-- Start MATERIAL SUPPLIED --

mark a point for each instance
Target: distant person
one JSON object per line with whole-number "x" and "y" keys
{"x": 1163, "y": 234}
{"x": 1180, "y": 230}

-- End MATERIAL SUPPLIED --
-- Start MATERIAL SUPPLIED --

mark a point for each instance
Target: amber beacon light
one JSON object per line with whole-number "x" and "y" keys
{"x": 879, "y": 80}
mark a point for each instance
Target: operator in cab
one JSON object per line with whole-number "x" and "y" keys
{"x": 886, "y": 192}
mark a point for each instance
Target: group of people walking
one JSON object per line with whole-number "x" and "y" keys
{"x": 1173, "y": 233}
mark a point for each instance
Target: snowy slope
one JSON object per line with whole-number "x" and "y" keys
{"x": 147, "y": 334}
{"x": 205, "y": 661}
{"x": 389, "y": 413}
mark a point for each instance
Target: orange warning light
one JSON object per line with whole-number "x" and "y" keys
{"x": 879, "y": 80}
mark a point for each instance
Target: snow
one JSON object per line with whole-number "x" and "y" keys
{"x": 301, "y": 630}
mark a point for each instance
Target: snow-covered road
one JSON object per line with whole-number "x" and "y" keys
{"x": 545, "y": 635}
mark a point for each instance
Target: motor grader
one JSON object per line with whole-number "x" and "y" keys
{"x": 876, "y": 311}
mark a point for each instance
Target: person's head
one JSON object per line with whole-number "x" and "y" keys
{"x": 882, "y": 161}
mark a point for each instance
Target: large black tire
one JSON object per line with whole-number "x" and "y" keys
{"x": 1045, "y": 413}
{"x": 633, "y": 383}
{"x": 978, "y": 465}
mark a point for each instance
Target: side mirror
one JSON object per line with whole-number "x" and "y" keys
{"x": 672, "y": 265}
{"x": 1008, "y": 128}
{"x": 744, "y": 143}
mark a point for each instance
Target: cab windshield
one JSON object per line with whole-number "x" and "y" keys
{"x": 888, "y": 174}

-- End MATERIAL SUPPLIED --

Report each line of the material above that contains the word "light". Matches must have the same case.

▶ _RESPONSE_:
Target: amber beacon light
Target: orange warning light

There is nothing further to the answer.